Task to carry out
Please copy out the lines below word for word, leaving out the pictures.

*-*-*

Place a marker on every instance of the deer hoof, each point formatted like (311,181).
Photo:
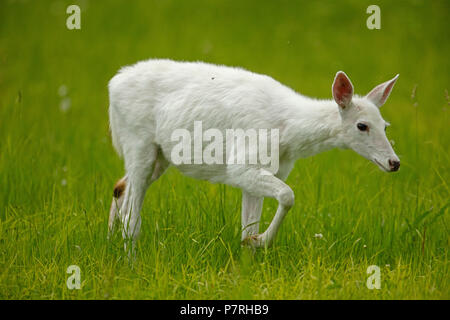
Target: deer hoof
(255,241)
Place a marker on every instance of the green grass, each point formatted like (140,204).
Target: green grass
(57,168)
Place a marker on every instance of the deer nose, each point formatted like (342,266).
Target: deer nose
(394,164)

*-*-*

Solution for this exercise
Place a marker on every instance of the deer hoof, each point formatted like (311,181).
Photo:
Target: deer hoof
(255,241)
Place a marker on every instance of the green grass, each point formatted like (140,204).
Target: green grass
(57,168)
Place a marker on every instance of the deer nose, each point formatted like (342,266).
Target: deer nose
(394,164)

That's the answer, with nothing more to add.